> _Written task_
Change "pixel coordinates" to "x and y coordinates" everywhere in the material below, and leave all other wording as it is.

> _Point labeling exercises_

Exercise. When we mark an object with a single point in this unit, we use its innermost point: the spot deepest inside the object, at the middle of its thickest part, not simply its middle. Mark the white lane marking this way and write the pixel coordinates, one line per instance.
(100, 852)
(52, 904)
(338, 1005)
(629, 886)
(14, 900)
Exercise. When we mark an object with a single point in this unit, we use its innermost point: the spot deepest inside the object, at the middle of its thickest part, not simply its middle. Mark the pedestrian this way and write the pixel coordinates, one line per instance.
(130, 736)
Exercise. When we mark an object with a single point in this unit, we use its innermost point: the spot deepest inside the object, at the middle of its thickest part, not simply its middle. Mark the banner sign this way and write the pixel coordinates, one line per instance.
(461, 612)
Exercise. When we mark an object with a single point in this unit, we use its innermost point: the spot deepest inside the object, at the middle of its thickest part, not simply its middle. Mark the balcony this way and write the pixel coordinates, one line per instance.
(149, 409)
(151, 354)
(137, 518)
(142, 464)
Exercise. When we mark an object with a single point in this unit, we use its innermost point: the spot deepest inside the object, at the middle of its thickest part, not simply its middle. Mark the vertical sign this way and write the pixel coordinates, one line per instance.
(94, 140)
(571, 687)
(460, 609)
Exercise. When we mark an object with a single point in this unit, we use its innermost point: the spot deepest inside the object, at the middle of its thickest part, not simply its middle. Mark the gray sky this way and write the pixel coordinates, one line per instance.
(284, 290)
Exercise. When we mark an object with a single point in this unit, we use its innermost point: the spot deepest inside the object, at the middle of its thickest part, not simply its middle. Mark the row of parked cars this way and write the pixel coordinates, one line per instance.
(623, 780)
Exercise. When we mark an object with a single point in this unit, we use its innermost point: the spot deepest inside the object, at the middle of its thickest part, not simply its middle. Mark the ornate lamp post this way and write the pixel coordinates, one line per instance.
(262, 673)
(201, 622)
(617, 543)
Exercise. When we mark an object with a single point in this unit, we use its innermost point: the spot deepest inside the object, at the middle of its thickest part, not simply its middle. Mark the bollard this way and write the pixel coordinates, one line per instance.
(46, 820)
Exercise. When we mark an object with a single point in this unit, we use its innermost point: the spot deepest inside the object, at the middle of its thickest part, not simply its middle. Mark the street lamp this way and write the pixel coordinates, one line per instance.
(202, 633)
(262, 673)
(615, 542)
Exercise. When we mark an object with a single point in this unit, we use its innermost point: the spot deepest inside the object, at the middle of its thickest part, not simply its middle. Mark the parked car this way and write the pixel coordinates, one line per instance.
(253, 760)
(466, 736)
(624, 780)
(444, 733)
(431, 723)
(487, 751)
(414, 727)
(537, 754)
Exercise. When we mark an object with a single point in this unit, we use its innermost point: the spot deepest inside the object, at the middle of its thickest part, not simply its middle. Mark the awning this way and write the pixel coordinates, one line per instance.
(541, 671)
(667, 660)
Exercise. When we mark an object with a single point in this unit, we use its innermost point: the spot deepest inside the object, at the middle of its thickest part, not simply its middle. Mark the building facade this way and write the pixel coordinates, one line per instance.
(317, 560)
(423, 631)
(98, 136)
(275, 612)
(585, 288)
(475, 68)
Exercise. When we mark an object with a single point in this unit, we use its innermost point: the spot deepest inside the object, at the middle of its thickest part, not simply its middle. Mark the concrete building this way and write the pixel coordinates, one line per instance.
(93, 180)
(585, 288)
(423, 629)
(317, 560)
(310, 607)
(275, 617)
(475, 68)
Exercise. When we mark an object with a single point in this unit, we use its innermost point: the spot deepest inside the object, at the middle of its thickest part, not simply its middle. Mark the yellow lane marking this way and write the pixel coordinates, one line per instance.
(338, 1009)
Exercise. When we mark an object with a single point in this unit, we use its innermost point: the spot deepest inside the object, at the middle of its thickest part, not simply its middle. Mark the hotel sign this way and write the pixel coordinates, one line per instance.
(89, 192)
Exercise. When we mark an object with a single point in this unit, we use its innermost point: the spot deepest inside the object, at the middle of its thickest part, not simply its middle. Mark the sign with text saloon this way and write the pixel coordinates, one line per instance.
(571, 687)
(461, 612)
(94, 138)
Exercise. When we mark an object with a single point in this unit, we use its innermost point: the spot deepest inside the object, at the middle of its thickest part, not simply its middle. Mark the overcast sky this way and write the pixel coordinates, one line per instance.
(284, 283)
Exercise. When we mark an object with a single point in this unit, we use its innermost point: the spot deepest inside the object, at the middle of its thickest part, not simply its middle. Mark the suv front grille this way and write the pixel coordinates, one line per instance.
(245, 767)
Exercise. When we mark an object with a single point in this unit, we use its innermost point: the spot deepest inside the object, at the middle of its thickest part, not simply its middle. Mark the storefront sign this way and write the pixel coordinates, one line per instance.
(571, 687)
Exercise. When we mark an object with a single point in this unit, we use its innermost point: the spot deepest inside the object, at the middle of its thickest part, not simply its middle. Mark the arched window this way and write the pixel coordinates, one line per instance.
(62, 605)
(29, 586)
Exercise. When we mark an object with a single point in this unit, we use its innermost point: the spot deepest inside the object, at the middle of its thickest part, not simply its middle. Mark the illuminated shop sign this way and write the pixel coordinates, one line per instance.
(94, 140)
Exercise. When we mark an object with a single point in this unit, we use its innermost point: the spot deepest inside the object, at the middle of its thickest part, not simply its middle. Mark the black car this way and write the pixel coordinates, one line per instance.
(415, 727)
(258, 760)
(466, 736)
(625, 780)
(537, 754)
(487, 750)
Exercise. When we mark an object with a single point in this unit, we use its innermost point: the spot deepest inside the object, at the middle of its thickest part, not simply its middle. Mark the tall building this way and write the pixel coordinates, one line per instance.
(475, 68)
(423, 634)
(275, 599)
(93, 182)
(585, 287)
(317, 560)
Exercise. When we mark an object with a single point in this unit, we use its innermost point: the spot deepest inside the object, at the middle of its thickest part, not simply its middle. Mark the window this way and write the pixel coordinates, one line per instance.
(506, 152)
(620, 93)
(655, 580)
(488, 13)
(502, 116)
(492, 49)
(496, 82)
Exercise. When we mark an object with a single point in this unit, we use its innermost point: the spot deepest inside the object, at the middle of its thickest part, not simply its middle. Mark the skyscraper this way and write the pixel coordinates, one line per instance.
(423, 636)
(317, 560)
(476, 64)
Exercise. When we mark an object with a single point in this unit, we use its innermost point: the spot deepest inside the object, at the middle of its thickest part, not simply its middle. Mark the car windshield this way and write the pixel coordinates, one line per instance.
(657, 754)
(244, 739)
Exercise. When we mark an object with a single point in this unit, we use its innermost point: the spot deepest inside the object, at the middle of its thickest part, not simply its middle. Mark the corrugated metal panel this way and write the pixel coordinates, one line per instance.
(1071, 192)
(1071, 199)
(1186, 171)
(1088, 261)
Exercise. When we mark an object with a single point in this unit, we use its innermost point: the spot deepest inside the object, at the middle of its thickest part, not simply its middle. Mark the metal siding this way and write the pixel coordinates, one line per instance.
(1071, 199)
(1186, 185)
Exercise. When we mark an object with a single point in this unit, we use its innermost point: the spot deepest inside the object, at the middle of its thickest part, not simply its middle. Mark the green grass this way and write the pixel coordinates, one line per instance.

> _Exercise response_
Exercise. When we mark an object with a single point in this unit, we use its innermost point: the spot deepest inside the object, at the middle of its thickest part, not simply its middle. Mark the white lane marking this way and write the x and y coordinates, one line per instance.
(100, 852)
(52, 904)
(338, 1005)
(629, 886)
(14, 900)
Exercise. When we mark an object with a single point in this unit, we use its innermost point: the spot deepest inside the object, at the middle of its thickest part, not simply its middle. Mark the pedestrian this way and write the x and y coordinates, one line per instance.
(130, 736)
Exercise. When we mark an object with a single point in this unit, we use its innermost point: the spot deepest inside the object, at the middle of its thickest part, not simply its middle. Mark the banner sign this way and write the x and y coordinates, one line per instance.
(461, 612)
Exercise. When we mark an object with a single point in this unit, we use its innermost point: the spot deepest inside the object, at the middle of its thickest part, not simply its middle. Mark the balcony this way and write the x and y coordinates, one line per instance.
(149, 409)
(151, 354)
(137, 518)
(142, 464)
Exercise. When we mark an object with a single point in this unit, we use its innermost point: the spot deepest inside the object, at the middle of its thickest part, not simply its middle. Mark the vertical sign this way and write the x and y coordinates, one line per instance.
(94, 140)
(571, 687)
(460, 609)
Exercise. When we mark an object with a single point in this unit, we use its innermost point: the spot deepest inside the object, at the middle of its thickest part, not simply its middle. Mark the gray sky this way and write the x and y coordinates, one line per instance.
(284, 290)
Exercise. When we mark an object with a single point in this unit, we use its innermost point: the spot deepest inside the object, at the middle of its thickest part, not simply its middle. Mark the row of parked cars this way and write the x and y coordinates, one line per instance.
(623, 780)
Exercise. When we mark an object with a single point in this unit, we use its innermost point: the spot deepest inside the object, at the middle of its thickest part, not simply its middle. Mark the ornate lamp post this way and write the x and y coordinates, one line per instance.
(262, 673)
(201, 622)
(617, 543)
Exercise. When we mark an object with a single point in this unit, we use its innermost point: the spot deepest inside the object, at the middle of its thickest part, not simply its middle. Mark the bollard this way and write the x and y coordinates, one line per instance.
(46, 820)
Exercise. When we mark an object with a single point in this unit, we use its innermost point: the spot deepest inside the object, at the middle of its thickest part, not simply its middle. Mark the street lamp this way and write the x and y coordinates, one line per instance.
(202, 633)
(262, 673)
(615, 542)
Exercise. When we mark an object with a single point in this unit, we use its innermost point: the spot deepest inside the object, at the middle of its thickest part, not simply its middle. Mark the parked car this way and write the x and y coordinates, one line per instance.
(253, 760)
(466, 736)
(624, 780)
(444, 733)
(431, 723)
(487, 751)
(414, 727)
(537, 754)
Exercise. When we mark an object with a single point in this unit, we use its innermost point: the spot deepest inside the object, at the middle of its thickest part, not simply its middle. Mark the awning this way and write the x and y coordinates, one line per instance.
(541, 671)
(667, 660)
Exercise. When we mark an object with a single point in this unit, we use its innermost point: the spot deepest inside the object, at the middle of its thickest part, not simply its middle. Mark the building facade this way and write the x and y coordinates, one line per instance.
(317, 560)
(423, 631)
(98, 136)
(275, 612)
(585, 288)
(475, 68)
Exercise. When we mark an object with a single point in this unit, we use its innermost point: the spot deepest inside the object, at the middle of its thickest part, not simply its middle. Mark the concrete building this way and write the x and y coordinates, one line per instance.
(93, 180)
(585, 288)
(423, 629)
(317, 560)
(310, 607)
(275, 617)
(475, 68)
Exercise. When we mark an object with a single point in this unit, we use its innermost point: the spot deepest inside the object, at the middle of its thickest part, not simply its middle. Mark the yellow lane marking this way and write the x and y coordinates, one line per instance.
(338, 1009)
Exercise. When we mark an object with a single point in this unit, we use its innermost point: the spot deepest inside the object, at the middle of its thickest part, not simply its middle. Mark the hotel sign this way and write the x and y coordinates, one line per instance.
(89, 192)
Exercise. When we mark an object with a single point in this unit, we use its innermost point: the spot deepest inside the object, at the middle of its thickest part, not simply its middle. Mark the sign with text saloon this way and write the x and y coordinates, one line per instance.
(571, 687)
(461, 612)
(94, 138)
Exercise. When we mark an object with a single point in this unit, we use its innermost point: the spot deepest inside the object, at the middle of its thickest part, not simply its middle. Mark the overcast sky this way and write the x and y coordinates, one line per instance.
(284, 283)
Exercise. When we mark an object with a single point in this unit, we use its innermost point: the spot deepest inside the object, at the middle of its thickest part, not simply its middle. Mark the suv front grille this way and write the x and y coordinates, one line per instance.
(245, 767)
Exercise. When we mark an object with a single point in this unit, we use its innermost point: the spot deepest inside the object, at the middle of its thickest part, not simply its middle. Mark the storefront sign this way and write the x and y coordinates, one line per instance.
(571, 687)
Exercise. When we mark an object with a single point in this unit, we use its innermost point: the spot deepest inside the object, at the middle of its thickest part, not simply its middle. Mark the arched window this way and write the x and y coordinates, one line per instance.
(62, 605)
(29, 586)
Exercise. When we mark an object with a single point in this unit, we use its innermost point: the spot deepest inside the object, at the middle of its thickest part, not simply its middle. Mark the illuminated shop sign this way and write the x and y coordinates, one line per instance.
(94, 140)
Exercise. When we mark an object with a single point in this unit, we use its innermost point: the spot deepest inside the object, at the middle of its thickest part, not simply its middle. Mark the black car this way and write the x and y coordinates, one line per instance.
(415, 727)
(258, 760)
(466, 736)
(625, 780)
(537, 754)
(487, 750)
Exercise. When we mark an object with a single point in this unit, we use its innermost point: the spot deepest inside the object, at the middle of its thickest part, not simply its middle. Mark the tall building this way and write the x and y coordinates, one line per instance.
(475, 68)
(423, 634)
(275, 599)
(93, 182)
(585, 287)
(317, 560)
Exercise. When we mark an object with a single point in this unit, we use its innermost point: the spot deepest inside the object, at the middle of its thickest part, not simply its middle. Mark the window this way and write the x and y coordinates, one line per instance.
(506, 152)
(620, 93)
(655, 580)
(488, 13)
(502, 116)
(492, 49)
(496, 82)
Exercise. When we mark an object with a single point in this unit, we use its innermost point: the spot deepest inside the object, at the middle of its thickest part, not simply its middle. Mark the skyscraper this way and write the x and y coordinates, one line per instance.
(423, 636)
(317, 560)
(476, 64)
Exercise. When we mark an object with a single point in this unit, we use its innermost point: the spot deepest inside the object, at the middle of its thickest part, not simply its middle. Mark the car windshield this way and write the x and y coordinates, one line per instance.
(657, 754)
(244, 739)
Exercise. When we mark an object with a single point in this unit, we use its innermost point: the spot deepest inside the object, at the middle of its thickest part, not simply its middle. Mark the corrugated metal panel this way and write the x and y coordinates, one line per instance.
(1071, 192)
(1071, 199)
(1186, 171)
(1088, 261)
Exercise. When we mark an object with a single point in this unit, we use its innermost point: the spot deepest inside the object, at the middle of its thickest part, not simply its middle. Mark the metal siding this way and write the x and y coordinates, one line per instance.
(1071, 199)
(1186, 185)
Exercise. When we mark an object with a single point in this unit, we use its innermost point: the spot deepest inside the object, at the middle of its thickest part, not simply its middle. Mark the green grass this way and write the x and y coordinates, one line per instance.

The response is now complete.